* **Exercise objective**:
Where does the word "frame" show up in the records? Copy every line that has it.

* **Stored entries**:
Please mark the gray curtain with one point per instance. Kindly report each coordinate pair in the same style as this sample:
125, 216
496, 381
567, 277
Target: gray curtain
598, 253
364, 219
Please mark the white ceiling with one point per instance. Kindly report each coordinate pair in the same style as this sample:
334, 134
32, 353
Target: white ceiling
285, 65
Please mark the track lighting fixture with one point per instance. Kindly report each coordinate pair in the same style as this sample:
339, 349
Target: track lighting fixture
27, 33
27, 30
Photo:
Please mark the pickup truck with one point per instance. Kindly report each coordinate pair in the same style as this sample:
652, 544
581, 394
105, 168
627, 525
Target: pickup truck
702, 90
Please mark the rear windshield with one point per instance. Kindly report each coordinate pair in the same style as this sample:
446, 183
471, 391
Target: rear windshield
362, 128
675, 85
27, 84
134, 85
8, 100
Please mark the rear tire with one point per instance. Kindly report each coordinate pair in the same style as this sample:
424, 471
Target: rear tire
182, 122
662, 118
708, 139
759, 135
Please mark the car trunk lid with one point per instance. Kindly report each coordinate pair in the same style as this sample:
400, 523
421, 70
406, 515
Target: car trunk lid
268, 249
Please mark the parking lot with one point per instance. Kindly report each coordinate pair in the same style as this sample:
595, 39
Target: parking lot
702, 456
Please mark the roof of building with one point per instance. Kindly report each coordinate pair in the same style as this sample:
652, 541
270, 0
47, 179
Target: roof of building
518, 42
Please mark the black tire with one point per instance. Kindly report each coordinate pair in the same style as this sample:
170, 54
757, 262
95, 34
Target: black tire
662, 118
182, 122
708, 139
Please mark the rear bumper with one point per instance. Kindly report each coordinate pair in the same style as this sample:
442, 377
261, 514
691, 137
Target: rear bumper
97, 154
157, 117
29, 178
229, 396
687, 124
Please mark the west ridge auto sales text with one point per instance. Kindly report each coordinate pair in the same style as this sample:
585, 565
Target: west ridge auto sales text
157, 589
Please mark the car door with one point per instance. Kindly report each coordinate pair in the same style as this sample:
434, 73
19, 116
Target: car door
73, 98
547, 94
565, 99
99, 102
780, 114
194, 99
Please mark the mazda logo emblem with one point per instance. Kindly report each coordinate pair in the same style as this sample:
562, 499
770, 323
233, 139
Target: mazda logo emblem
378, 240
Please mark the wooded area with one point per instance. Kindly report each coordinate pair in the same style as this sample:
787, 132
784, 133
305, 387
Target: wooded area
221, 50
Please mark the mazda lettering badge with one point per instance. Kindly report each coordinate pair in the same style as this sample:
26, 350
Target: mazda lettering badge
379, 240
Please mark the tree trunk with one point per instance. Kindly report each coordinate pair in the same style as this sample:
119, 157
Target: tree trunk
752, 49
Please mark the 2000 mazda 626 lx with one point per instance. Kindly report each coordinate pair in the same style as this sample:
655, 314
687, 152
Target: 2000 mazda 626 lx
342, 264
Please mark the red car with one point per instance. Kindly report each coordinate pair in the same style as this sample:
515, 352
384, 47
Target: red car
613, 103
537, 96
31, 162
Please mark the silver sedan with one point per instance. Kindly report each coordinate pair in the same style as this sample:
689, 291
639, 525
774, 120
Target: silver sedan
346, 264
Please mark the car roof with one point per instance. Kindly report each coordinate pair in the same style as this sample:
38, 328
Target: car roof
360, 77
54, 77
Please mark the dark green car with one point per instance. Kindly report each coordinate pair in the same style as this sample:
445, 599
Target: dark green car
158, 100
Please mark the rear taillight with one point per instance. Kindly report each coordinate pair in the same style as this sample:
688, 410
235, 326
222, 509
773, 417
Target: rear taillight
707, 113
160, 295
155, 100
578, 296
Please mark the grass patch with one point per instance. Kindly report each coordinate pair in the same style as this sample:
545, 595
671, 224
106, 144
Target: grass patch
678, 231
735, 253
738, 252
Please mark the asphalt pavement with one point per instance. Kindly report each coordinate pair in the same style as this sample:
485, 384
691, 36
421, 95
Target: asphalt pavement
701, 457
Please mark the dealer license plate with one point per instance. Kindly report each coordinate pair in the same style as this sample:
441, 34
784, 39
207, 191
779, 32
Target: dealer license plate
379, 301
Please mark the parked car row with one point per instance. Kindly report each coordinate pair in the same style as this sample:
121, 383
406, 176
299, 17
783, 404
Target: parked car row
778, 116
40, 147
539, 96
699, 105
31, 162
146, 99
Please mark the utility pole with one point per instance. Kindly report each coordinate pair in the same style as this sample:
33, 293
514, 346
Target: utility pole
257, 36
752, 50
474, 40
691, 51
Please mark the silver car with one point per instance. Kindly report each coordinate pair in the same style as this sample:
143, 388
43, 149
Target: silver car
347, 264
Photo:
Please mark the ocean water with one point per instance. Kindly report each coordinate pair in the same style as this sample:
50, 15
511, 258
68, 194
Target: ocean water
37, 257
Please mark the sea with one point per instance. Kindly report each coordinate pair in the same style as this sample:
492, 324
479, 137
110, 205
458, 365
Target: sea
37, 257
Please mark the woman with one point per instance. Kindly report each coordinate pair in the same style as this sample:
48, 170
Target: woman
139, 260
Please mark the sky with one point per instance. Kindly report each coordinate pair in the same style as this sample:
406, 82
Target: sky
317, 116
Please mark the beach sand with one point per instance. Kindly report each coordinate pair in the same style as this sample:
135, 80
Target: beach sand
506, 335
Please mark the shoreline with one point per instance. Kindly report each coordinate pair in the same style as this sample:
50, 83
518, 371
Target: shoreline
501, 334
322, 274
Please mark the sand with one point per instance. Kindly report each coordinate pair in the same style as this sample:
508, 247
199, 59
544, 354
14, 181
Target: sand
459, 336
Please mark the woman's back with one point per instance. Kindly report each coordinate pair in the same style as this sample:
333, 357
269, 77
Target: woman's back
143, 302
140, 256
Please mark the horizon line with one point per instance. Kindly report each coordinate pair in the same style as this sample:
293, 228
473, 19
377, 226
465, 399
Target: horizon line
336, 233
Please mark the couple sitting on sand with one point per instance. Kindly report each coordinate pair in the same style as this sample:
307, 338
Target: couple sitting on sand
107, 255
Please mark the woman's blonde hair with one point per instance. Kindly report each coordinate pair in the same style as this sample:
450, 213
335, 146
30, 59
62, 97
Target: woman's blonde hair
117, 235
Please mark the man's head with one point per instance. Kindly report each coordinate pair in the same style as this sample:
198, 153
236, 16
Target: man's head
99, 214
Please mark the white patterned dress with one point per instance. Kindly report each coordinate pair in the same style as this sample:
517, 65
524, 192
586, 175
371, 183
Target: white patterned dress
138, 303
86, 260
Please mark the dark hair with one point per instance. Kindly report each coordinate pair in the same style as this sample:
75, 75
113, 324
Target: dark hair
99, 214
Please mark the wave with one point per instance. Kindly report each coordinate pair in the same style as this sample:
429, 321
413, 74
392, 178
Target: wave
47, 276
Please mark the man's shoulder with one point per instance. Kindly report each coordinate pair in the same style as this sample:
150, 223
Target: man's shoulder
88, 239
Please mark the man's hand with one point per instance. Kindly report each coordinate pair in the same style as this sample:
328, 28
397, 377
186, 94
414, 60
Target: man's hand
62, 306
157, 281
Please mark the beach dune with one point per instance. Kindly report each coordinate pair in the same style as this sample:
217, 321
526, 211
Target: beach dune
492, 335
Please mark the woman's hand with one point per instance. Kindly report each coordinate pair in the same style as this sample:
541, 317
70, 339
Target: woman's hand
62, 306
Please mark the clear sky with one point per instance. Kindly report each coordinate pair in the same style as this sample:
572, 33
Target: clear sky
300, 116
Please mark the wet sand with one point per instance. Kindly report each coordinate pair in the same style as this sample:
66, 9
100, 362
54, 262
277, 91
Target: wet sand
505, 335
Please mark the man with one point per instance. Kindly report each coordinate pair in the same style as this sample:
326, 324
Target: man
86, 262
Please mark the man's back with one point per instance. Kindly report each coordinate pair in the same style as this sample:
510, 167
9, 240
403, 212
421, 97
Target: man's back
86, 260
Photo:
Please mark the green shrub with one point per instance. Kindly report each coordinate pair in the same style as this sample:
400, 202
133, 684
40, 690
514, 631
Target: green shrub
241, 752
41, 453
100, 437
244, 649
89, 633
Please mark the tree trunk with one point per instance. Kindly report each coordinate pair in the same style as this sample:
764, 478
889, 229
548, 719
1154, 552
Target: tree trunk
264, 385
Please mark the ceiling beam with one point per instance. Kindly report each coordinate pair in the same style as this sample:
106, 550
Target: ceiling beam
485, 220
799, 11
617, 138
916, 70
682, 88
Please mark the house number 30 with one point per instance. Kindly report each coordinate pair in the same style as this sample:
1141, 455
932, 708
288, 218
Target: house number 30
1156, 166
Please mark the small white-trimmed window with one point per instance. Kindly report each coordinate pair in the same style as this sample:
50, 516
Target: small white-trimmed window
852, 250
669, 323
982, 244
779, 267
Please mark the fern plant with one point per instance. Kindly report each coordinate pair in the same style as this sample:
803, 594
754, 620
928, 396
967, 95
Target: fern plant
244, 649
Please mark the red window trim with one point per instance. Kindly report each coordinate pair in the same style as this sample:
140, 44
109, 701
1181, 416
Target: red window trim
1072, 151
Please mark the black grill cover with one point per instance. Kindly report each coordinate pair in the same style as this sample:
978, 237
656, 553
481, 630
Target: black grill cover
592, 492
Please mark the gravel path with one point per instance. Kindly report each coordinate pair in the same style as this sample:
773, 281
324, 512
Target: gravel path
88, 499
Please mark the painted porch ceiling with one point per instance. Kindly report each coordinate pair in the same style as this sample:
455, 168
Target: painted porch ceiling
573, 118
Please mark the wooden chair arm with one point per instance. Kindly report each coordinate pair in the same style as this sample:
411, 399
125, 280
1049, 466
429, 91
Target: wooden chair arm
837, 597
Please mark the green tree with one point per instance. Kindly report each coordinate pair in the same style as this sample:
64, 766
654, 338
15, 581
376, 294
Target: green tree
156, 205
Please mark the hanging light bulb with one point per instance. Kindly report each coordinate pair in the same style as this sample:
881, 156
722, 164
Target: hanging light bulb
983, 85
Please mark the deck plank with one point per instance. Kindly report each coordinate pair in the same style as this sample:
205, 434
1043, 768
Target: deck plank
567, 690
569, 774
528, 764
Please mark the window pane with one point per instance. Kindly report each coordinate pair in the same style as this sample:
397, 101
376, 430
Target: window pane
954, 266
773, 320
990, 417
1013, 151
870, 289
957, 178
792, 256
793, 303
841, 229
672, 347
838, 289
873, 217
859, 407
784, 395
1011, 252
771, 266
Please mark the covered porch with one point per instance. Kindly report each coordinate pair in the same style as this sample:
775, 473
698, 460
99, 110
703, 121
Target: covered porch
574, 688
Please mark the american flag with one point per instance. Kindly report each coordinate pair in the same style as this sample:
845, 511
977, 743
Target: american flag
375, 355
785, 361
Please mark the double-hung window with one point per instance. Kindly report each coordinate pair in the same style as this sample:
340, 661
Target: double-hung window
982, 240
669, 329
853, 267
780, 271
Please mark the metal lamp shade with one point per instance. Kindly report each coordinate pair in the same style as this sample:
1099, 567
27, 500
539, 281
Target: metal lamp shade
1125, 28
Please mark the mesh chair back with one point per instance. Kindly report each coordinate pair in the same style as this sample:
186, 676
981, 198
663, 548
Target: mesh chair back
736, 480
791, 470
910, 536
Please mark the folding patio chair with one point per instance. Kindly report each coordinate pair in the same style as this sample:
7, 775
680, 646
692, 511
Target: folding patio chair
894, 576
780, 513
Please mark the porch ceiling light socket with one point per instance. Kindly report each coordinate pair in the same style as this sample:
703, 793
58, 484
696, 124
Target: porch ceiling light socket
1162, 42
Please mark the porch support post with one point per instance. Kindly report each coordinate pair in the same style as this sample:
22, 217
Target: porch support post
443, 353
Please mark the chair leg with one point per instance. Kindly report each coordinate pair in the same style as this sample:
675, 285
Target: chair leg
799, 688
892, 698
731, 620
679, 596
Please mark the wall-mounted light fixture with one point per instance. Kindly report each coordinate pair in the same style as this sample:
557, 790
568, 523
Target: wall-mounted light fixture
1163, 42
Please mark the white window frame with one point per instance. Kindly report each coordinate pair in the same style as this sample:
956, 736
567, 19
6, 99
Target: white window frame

* **Your solution**:
Please mark the white window frame with one point per instance. Kindly report each coordinate pair in the same style as this sample:
Target: white window frame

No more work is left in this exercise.